The problem
Reproduce every line of the data below without changing anything.

Region segmentation data:
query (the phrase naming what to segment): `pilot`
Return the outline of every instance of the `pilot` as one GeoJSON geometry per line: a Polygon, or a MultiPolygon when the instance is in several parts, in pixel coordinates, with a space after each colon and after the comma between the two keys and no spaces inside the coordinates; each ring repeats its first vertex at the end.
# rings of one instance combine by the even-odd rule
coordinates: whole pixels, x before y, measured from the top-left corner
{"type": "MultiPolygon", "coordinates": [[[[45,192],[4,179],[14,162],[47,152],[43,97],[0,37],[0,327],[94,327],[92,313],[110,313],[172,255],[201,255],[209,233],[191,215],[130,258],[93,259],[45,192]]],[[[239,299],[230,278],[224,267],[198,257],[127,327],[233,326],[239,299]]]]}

Response
query (the phrase naming what to segment): `pilot`
Return the outline of every instance of the `pilot` as one GeoJSON geometry per line: a Polygon, or a MultiPolygon when the instance is in several parts, in pixel coordinates, with a space after each colon and after the comma between the two keys and no spaces inside the coordinates; each ring repeats its first vertex at the end.
# rings of one instance combine by the even-odd rule
coordinates: whole pixels, x before y, measured from the top-left corner
{"type": "MultiPolygon", "coordinates": [[[[45,192],[4,179],[14,162],[47,152],[43,97],[0,37],[0,327],[94,327],[92,313],[110,313],[172,255],[201,255],[209,233],[191,215],[130,258],[93,259],[45,192]]],[[[239,299],[230,278],[224,267],[198,257],[127,327],[233,326],[239,299]]]]}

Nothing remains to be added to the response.